> **THE PROBLEM**
Copy out exactly every line from the line containing "the wet rock." until the records below end, inclusive of both boundary lines.

* START LISTED ENTRIES *

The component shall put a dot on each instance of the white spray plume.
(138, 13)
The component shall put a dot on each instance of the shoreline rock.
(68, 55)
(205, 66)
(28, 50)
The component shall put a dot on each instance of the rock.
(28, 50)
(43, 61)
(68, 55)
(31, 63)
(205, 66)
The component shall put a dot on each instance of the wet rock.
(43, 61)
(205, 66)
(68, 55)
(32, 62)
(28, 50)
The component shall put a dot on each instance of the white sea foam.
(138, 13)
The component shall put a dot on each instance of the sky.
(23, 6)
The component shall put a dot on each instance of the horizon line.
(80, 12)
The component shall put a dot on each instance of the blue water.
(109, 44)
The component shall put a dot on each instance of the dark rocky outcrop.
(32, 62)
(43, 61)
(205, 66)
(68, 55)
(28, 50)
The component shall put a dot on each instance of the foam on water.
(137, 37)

* END LISTED ENTRIES *

> **EXERCISE RESPONSE**
The component shall put a dot on each instance of the wet rock.
(43, 61)
(205, 66)
(68, 55)
(32, 62)
(28, 50)
The component shall put a dot on each instance of the white sea foam.
(138, 13)
The component shall put a dot on each instance of the sky.
(23, 6)
The component shall put a dot on each instance of the horizon line.
(80, 12)
The component shall put a dot on each instance of the blue water.
(109, 44)
The component shall put a dot on each instance of the dark rocky outcrop.
(32, 62)
(43, 61)
(205, 66)
(68, 55)
(28, 50)
The component shall put a dot on each instance of the foam on water.
(137, 37)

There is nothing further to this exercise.